→ Given exercise: Could you put each line of the records below into a Markdown table with two columns, Row and Line, numbering every row and skipping blank lines? Leave the pictures out of the table.

Extracted data entries
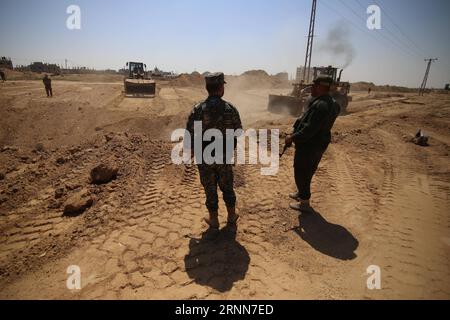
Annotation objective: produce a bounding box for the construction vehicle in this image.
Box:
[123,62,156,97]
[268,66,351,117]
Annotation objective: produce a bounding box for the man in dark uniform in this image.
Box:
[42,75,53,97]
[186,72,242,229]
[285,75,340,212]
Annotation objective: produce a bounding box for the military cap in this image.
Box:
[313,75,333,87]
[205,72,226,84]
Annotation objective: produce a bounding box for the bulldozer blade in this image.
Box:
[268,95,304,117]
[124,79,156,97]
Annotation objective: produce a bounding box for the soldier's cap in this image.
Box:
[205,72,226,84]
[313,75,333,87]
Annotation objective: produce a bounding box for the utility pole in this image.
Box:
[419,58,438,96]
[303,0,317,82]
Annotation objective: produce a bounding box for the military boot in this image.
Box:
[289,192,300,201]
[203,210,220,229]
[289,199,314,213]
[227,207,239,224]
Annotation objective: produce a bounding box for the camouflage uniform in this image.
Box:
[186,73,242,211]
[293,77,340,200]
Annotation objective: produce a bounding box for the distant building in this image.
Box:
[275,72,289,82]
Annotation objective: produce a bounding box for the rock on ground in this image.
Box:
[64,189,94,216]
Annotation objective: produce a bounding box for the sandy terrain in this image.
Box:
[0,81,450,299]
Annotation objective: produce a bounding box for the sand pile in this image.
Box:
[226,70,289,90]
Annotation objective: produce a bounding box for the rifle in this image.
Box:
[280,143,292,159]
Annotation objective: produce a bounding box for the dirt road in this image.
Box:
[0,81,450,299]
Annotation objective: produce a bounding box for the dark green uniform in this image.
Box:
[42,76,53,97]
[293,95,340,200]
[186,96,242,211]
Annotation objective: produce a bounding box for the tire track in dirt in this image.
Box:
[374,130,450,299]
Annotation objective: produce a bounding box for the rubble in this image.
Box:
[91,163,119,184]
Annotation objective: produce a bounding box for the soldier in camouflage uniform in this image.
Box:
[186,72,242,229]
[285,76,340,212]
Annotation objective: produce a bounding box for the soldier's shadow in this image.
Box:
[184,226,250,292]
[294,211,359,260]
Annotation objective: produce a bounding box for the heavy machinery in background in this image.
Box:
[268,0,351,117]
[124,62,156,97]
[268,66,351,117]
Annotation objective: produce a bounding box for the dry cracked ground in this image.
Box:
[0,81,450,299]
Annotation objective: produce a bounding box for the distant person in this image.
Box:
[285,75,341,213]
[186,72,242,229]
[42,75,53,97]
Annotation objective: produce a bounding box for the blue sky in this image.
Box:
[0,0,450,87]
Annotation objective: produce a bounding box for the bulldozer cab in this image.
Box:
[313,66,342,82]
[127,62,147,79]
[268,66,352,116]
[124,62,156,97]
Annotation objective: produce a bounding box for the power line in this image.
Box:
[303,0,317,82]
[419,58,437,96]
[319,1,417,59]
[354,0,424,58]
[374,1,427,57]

→ Finished task:
| Row | Line |
|---|---|
| 1 | Annotation objective: produce a bounding box for the construction vehicle in this image. |
| 2 | Box: |
| 3 | [123,62,156,97] |
| 4 | [268,66,351,117] |
| 5 | Annotation objective: produce a bounding box for the man in dark uniform in this image. |
| 6 | Box: |
| 7 | [42,75,53,97] |
| 8 | [186,72,242,229] |
| 9 | [285,75,340,212] |
| 10 | Annotation objective: produce a bounding box for the military cap in this image. |
| 11 | Box: |
| 12 | [313,75,333,87] |
| 13 | [205,72,226,84] |
| 14 | Annotation objective: produce a bounding box for the bulldozer blade in this image. |
| 15 | Box: |
| 16 | [268,95,304,117] |
| 17 | [124,79,156,97] |
| 18 | Annotation objective: produce a bounding box for the soldier's cap in this image. |
| 19 | Box: |
| 20 | [205,72,226,84] |
| 21 | [313,75,333,87] |
| 22 | Annotation objective: produce a bounding box for the utility pole in this image. |
| 23 | Box: |
| 24 | [419,58,438,96] |
| 25 | [303,0,317,82] |
| 26 | Annotation objective: produce a bounding box for the military boot in this image. |
| 27 | Box: |
| 28 | [289,192,300,201] |
| 29 | [203,210,220,229] |
| 30 | [289,199,314,213] |
| 31 | [227,207,239,224] |
| 32 | Annotation objective: produce a bounding box for the camouflage uniform in this image. |
| 33 | Box: |
| 34 | [186,73,242,211] |
| 35 | [293,77,340,200] |
| 36 | Annotation objective: produce a bounding box for the distant building in this image. |
| 37 | Box: |
| 38 | [275,72,289,82] |
| 39 | Annotation objective: produce a bounding box for the rock on ground in this image. |
| 40 | Box: |
| 41 | [64,189,94,216] |
| 42 | Annotation objective: produce a bounding box for the sandy terrain in this image. |
| 43 | Box: |
| 44 | [0,81,450,299] |
| 45 | Annotation objective: produce a bounding box for the sand pile in this image. |
| 46 | Box: |
| 47 | [226,70,289,90] |
| 48 | Annotation objective: produce a bounding box for the rifle in this image. |
| 49 | Box: |
| 50 | [280,143,292,159] |
| 51 | Annotation objective: produce a bounding box for the dirt road in this image. |
| 52 | Box: |
| 53 | [0,81,450,299] |
| 54 | Annotation objective: produce a bounding box for the dark green uniform in this image. |
| 55 | Box: |
| 56 | [42,76,53,97] |
| 57 | [293,95,340,200] |
| 58 | [186,96,242,211] |
| 59 | Annotation objective: produce a bounding box for the tire track in dirt in this image. |
| 60 | Box: |
| 61 | [374,130,450,299] |
| 62 | Annotation objective: produce a bounding box for the rubble in this image. |
| 63 | Box: |
| 64 | [91,163,119,184] |
| 65 | Annotation objective: produce a bounding box for the soldier in camouflage uniform in this image. |
| 66 | Box: |
| 67 | [186,72,242,229] |
| 68 | [285,76,340,212] |
| 69 | Annotation objective: produce a bounding box for the soldier's shadow in this image. |
| 70 | Box: |
| 71 | [184,226,250,292] |
| 72 | [294,211,359,260] |
| 73 | Annotation objective: produce a bounding box for the heavy machinery in background in this image. |
| 74 | Box: |
| 75 | [268,0,351,117] |
| 76 | [124,62,156,97] |
| 77 | [268,66,351,117] |
| 78 | Annotation objective: produce a bounding box for the dry cracked ground in this image. |
| 79 | Box: |
| 80 | [0,81,450,299] |
| 81 | Annotation objective: produce a bounding box for the distant person in this image. |
| 82 | Box: |
| 83 | [285,75,341,213] |
| 84 | [186,72,242,229] |
| 85 | [42,75,53,97] |
| 86 | Annotation objective: produce a bounding box for the blue sky in this image. |
| 87 | Box: |
| 88 | [0,0,450,87] |
| 89 | Annotation objective: produce a bounding box for the bulldozer cab in this image. |
| 90 | Box: |
| 91 | [313,66,342,82] |
| 92 | [127,62,147,79] |
| 93 | [268,66,352,116] |
| 94 | [124,62,156,97] |
| 95 | Annotation objective: produce a bounding box for the power line in this image. |
| 96 | Box: |
| 97 | [303,0,317,82] |
| 98 | [419,58,437,96] |
| 99 | [319,1,417,59] |
| 100 | [354,0,424,58] |
| 101 | [374,1,427,57] |